Data to use:
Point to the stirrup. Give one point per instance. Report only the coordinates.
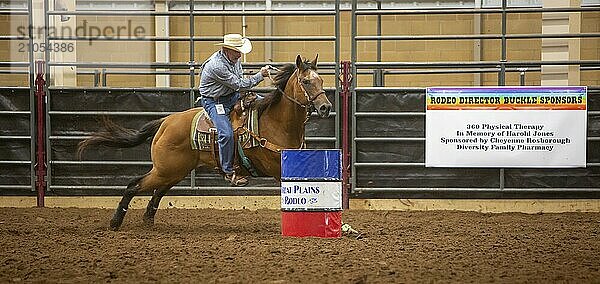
(236, 180)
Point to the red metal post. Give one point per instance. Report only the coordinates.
(40, 167)
(345, 99)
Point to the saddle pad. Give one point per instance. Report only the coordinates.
(200, 140)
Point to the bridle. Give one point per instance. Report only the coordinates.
(306, 95)
(263, 142)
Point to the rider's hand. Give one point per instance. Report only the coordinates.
(265, 71)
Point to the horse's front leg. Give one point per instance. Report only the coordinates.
(153, 206)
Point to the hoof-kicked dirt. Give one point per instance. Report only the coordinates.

Given request: Rewrite all of the lines above with "bridle" changed to "halter", keeping everything else the same and leaving out the pictures.

Answer below:
Point to the stirrup. Give one point per instance. Report only the coordinates.
(236, 180)
Point to the red metal post. Give one point per instance. Report only the coordinates.
(40, 167)
(345, 99)
Point to the saddle pad. Give one point per instance. Report only the coordinates.
(200, 140)
Point to the halter. Give one point per instance. Report only the coordinates.
(306, 95)
(263, 142)
Point to the rider's hand. Give one point per instance. Report only the coordinates.
(265, 71)
Point to the horse's front leg. Give one point per instance. Report only the coordinates.
(153, 206)
Point to the hoof-kicked dirt. Give one point per instance. Report only the coordinates.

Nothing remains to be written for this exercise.